### Exercise goal:
Locate each line in the records that contains the word "Provide" and copy those lines.
* Start *
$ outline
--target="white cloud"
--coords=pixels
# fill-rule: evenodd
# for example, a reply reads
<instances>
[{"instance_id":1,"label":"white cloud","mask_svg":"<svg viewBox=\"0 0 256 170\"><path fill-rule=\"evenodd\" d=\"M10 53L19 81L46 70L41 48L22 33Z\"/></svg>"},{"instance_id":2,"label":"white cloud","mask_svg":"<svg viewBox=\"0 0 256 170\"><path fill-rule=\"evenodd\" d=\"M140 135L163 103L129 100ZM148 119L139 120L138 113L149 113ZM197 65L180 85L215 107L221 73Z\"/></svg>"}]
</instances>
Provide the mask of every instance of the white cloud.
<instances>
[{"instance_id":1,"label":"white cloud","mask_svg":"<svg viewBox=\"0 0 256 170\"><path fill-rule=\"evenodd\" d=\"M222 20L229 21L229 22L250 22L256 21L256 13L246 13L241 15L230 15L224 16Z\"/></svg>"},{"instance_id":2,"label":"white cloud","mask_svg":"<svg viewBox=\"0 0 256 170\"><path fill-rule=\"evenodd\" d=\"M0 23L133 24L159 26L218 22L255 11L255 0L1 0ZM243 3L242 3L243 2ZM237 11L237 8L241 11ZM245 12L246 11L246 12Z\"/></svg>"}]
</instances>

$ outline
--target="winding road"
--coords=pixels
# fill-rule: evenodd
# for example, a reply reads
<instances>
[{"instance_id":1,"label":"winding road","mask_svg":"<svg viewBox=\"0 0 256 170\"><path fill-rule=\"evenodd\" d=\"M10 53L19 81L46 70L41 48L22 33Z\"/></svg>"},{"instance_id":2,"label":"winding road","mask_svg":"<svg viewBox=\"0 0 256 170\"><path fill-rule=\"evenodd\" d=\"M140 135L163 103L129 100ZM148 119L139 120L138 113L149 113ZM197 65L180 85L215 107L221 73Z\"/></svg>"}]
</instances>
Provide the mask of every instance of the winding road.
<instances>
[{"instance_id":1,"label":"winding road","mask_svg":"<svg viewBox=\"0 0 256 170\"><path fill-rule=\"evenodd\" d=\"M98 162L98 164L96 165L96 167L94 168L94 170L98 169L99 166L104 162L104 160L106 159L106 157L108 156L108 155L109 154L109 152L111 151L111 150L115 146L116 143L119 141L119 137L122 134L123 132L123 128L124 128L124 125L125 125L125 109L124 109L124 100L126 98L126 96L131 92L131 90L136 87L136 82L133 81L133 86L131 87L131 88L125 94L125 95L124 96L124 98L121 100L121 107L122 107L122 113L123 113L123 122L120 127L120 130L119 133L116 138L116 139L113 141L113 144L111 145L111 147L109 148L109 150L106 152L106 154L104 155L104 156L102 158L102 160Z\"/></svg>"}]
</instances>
* End *
* Start *
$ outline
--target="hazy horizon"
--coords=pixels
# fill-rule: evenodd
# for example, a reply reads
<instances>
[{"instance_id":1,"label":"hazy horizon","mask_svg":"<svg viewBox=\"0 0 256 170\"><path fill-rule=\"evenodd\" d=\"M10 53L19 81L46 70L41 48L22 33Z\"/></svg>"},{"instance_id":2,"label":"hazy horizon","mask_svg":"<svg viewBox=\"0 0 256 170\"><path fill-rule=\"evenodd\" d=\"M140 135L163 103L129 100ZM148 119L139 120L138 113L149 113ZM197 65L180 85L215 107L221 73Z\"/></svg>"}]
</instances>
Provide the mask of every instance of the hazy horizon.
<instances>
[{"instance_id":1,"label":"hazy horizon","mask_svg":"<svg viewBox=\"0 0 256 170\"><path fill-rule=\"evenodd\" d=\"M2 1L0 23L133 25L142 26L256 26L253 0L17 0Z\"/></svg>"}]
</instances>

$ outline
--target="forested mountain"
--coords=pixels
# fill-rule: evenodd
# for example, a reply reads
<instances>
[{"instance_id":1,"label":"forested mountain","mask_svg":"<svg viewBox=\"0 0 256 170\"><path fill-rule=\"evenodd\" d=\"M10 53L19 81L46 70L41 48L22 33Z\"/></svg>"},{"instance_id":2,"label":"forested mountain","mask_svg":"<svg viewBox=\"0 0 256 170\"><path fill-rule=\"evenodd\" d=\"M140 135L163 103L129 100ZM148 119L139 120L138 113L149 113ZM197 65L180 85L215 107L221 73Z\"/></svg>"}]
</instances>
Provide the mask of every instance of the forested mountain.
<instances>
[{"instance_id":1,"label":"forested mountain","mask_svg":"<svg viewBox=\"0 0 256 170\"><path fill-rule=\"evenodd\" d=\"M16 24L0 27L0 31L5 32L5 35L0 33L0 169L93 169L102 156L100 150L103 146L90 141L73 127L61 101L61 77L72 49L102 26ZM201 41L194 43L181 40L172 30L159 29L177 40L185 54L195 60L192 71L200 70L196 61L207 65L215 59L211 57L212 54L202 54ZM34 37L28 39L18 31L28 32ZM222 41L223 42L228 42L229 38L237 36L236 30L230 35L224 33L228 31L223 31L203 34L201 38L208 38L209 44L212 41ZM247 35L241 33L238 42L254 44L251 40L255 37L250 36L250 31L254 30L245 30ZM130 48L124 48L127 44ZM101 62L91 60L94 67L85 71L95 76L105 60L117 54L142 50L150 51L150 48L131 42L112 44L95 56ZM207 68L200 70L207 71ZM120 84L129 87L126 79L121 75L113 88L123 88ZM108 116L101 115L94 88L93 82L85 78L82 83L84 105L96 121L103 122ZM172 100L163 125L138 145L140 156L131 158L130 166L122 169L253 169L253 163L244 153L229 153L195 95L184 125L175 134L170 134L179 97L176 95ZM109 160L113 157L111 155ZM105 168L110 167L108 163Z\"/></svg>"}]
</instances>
* End *
* Start *
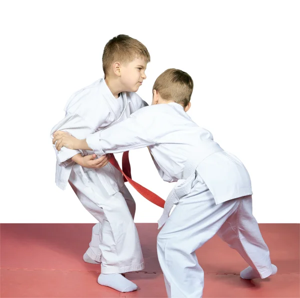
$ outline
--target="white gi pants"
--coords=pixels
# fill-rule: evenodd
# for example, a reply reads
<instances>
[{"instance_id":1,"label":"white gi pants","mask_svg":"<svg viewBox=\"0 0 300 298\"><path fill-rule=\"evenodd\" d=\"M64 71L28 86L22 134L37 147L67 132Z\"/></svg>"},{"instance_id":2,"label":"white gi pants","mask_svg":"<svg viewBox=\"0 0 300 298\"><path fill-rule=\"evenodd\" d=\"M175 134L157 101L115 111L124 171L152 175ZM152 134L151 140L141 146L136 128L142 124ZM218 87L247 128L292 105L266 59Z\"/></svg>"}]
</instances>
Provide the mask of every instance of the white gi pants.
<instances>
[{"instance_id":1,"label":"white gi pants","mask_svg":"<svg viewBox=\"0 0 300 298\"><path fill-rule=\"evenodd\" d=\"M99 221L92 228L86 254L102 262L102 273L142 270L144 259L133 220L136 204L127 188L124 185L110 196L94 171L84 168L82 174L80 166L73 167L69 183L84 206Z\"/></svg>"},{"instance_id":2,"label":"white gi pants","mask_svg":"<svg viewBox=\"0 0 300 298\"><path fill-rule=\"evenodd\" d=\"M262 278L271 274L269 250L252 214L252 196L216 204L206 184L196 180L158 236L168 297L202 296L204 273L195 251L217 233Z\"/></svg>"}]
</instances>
* End *
### Result of this task:
Provide the mask of every instance of the white cloud.
Provide the mask of every instance of the winding road.
Provide the mask of every instance of the hazy horizon.
Provide the mask of every instance of the forested mountain.
Provide the mask of every instance of the white gi pants.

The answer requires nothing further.